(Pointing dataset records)
################

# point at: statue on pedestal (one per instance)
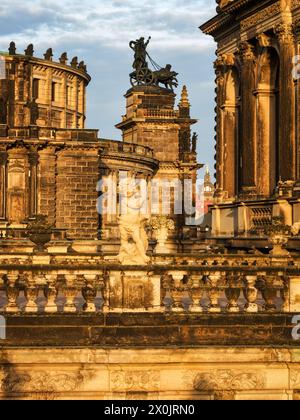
(3, 111)
(134, 241)
(34, 111)
(143, 75)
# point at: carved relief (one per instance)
(295, 379)
(260, 16)
(135, 380)
(12, 381)
(225, 380)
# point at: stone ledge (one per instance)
(150, 330)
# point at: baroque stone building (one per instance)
(208, 316)
(257, 140)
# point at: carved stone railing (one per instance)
(114, 290)
(161, 114)
(46, 133)
(22, 233)
(111, 146)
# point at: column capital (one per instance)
(3, 157)
(296, 28)
(33, 158)
(246, 51)
(284, 33)
(264, 40)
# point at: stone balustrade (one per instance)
(161, 113)
(110, 290)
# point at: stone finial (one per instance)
(184, 101)
(29, 50)
(74, 62)
(48, 54)
(63, 58)
(194, 142)
(82, 66)
(12, 48)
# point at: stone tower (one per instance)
(257, 132)
(152, 120)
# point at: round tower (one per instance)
(42, 92)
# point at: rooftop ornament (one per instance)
(143, 75)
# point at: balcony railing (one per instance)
(111, 290)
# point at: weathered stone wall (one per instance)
(76, 197)
(200, 374)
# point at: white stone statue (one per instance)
(295, 229)
(134, 241)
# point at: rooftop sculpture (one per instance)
(143, 75)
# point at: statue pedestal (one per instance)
(3, 130)
(134, 291)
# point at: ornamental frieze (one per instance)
(261, 16)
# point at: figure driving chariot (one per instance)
(143, 75)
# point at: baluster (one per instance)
(104, 288)
(285, 295)
(196, 294)
(214, 292)
(250, 293)
(12, 293)
(31, 294)
(269, 293)
(177, 293)
(50, 293)
(89, 293)
(232, 293)
(2, 286)
(70, 291)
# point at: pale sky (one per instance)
(99, 31)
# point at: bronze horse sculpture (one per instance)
(166, 77)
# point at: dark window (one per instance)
(53, 92)
(35, 88)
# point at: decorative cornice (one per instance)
(246, 51)
(284, 33)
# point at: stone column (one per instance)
(33, 159)
(220, 70)
(287, 149)
(266, 141)
(248, 187)
(230, 115)
(230, 125)
(296, 64)
(3, 183)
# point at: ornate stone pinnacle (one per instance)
(246, 51)
(284, 33)
(184, 101)
(12, 48)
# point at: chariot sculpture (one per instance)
(143, 75)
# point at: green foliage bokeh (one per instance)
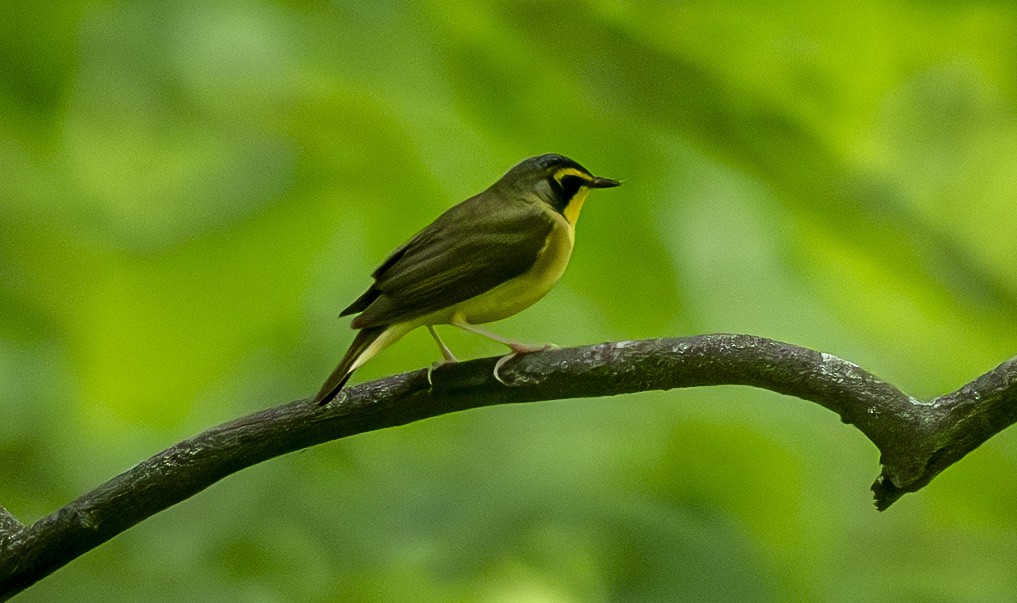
(192, 190)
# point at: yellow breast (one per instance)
(525, 290)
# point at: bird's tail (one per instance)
(343, 372)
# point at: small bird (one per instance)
(484, 259)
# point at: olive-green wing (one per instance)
(468, 250)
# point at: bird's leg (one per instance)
(517, 348)
(446, 354)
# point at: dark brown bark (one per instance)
(917, 439)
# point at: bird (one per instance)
(487, 258)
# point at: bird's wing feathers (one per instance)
(468, 250)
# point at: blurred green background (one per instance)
(192, 190)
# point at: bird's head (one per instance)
(553, 179)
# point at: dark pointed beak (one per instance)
(603, 183)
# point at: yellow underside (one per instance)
(506, 299)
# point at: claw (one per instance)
(500, 363)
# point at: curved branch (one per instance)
(916, 439)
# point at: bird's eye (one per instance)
(569, 185)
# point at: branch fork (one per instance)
(916, 439)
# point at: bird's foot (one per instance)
(436, 364)
(518, 350)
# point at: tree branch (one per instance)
(916, 439)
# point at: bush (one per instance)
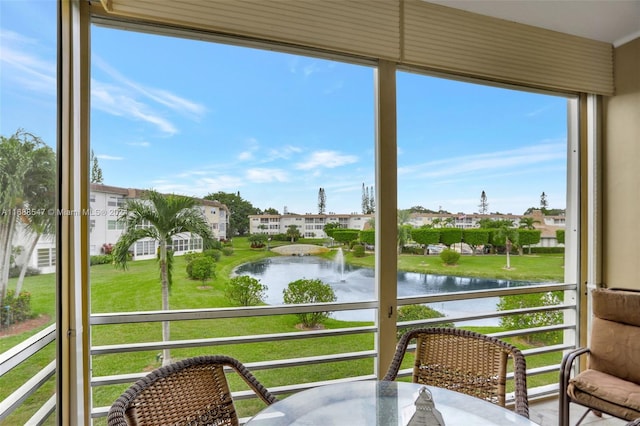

################

> _WORK TO BE COMPLETED_: Reproduce the listing verbatim, starting at the line that contains "# point at: branch fork (one per instance)" and ending at its last line, with both of those lines included. Leave the pictures out of your output.

> _EXPECTED ANSWER_:
# point at: branch fork (one per instance)
(916, 439)
# point at: bird's foot (one per instance)
(436, 364)
(518, 350)
# point at: tree branch (one per instance)
(916, 439)
# point at: bush (one per instance)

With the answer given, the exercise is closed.